The problem:
Report every line below that carries the word "jacket".

(Dataset items)

· · · · · · ·

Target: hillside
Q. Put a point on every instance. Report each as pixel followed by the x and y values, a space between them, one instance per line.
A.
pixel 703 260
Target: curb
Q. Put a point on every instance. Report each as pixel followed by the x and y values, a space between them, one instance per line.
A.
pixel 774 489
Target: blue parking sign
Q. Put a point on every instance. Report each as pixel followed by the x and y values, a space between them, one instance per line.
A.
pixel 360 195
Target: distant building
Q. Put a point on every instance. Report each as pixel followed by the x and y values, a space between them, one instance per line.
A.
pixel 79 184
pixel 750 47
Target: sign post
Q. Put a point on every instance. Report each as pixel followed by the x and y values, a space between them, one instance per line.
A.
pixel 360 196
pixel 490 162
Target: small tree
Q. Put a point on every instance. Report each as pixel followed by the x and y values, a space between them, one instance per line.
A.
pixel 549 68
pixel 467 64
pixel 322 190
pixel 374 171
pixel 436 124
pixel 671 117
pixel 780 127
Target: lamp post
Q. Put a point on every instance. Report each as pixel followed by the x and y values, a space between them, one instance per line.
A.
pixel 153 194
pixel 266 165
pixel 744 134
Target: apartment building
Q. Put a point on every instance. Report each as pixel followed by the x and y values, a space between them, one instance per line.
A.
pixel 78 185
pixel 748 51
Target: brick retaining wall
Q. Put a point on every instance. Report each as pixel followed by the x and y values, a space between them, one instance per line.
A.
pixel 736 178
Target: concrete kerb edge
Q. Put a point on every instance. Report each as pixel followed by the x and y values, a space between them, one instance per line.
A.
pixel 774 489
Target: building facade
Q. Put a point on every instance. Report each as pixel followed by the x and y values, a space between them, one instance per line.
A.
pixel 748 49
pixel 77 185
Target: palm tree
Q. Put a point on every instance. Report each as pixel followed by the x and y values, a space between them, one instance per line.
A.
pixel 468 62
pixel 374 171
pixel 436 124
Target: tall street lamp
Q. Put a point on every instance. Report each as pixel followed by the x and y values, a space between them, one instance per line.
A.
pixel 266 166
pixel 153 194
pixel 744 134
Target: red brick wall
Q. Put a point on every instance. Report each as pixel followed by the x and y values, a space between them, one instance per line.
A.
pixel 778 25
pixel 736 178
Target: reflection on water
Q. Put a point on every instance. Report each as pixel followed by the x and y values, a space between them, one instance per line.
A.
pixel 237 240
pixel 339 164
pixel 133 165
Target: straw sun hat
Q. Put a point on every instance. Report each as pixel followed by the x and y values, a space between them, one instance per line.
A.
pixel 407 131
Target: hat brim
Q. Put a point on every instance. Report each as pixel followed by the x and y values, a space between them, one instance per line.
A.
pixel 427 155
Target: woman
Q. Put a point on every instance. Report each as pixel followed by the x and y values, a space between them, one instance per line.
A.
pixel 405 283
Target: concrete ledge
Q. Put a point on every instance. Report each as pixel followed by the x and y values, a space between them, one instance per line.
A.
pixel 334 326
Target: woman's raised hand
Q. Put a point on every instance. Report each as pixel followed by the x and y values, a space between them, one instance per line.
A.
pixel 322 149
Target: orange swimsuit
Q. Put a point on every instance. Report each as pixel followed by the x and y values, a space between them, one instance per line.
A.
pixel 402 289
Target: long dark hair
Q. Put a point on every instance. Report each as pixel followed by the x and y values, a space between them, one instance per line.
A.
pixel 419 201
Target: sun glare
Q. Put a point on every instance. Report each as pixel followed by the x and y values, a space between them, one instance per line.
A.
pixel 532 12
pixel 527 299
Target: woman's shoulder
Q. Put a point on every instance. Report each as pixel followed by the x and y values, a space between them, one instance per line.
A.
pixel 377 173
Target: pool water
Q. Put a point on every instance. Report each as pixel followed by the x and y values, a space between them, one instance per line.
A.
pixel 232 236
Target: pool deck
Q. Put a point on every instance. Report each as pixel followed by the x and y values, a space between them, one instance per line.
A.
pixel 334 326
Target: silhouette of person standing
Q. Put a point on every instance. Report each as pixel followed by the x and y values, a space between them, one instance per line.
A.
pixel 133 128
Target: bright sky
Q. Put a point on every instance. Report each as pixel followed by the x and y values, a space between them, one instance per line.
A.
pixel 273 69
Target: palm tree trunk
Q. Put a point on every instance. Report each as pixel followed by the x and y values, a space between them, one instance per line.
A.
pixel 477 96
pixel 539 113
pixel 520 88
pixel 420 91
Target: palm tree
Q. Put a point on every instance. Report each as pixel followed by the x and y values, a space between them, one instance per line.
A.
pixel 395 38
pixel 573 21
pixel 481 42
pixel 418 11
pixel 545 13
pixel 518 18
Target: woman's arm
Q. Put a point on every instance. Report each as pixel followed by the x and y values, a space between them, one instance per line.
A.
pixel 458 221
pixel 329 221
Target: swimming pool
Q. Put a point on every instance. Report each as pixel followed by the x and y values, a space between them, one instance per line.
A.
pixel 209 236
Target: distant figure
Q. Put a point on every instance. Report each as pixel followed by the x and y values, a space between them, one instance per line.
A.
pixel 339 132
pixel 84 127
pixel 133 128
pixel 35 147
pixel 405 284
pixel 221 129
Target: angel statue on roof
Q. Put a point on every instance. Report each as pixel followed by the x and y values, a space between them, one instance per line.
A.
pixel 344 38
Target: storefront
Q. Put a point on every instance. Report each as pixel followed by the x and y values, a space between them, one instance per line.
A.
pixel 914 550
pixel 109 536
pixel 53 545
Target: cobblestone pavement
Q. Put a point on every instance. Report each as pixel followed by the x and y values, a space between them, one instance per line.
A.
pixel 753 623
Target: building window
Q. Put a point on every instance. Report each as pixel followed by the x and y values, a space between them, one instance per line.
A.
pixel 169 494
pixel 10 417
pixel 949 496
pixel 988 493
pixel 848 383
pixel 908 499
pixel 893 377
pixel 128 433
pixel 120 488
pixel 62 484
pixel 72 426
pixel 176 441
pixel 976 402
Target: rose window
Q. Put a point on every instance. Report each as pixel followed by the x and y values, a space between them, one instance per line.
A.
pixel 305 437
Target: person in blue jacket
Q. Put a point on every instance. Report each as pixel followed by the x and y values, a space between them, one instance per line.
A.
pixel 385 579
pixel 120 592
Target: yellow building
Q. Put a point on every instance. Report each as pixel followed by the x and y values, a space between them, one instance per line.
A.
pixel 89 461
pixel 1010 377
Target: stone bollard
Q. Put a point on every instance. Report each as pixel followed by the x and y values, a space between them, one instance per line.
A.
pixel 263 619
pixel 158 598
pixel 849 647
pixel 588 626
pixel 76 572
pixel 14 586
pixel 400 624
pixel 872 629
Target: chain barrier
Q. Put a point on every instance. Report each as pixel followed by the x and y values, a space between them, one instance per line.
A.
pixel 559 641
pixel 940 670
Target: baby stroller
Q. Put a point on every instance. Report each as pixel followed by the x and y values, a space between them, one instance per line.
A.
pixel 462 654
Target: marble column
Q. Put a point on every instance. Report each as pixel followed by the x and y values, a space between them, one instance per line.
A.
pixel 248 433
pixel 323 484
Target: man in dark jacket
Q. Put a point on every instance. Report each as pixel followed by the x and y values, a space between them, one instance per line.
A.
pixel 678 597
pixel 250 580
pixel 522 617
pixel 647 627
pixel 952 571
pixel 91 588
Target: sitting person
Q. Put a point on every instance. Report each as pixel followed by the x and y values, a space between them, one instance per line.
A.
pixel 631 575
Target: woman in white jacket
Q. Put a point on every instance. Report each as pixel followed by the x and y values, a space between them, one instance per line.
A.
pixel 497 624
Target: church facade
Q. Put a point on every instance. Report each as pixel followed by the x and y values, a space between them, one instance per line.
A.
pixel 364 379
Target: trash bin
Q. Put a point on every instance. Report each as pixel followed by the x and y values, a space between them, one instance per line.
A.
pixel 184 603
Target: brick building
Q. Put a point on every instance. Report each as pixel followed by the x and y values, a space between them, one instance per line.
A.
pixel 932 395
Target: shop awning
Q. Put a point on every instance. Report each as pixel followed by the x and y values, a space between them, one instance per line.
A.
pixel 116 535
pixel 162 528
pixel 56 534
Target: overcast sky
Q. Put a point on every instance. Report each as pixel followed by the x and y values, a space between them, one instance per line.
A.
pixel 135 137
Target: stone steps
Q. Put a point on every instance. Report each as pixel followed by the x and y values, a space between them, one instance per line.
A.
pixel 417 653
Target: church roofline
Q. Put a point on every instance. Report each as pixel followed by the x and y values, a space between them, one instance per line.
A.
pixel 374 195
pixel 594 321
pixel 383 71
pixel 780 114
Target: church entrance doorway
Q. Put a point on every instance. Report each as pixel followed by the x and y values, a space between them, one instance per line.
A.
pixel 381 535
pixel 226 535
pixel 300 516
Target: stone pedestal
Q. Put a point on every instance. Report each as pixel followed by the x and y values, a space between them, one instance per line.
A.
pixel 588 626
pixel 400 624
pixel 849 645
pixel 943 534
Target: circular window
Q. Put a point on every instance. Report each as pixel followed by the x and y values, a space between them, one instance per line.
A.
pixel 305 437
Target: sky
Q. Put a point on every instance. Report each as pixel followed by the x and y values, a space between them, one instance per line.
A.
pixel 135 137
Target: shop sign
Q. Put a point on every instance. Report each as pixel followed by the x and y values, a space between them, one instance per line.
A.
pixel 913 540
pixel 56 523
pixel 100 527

· · · · · · ·

Exercise response:
Target: person in blue jacket
Target: man in dark jacket
Target: woman in white jacket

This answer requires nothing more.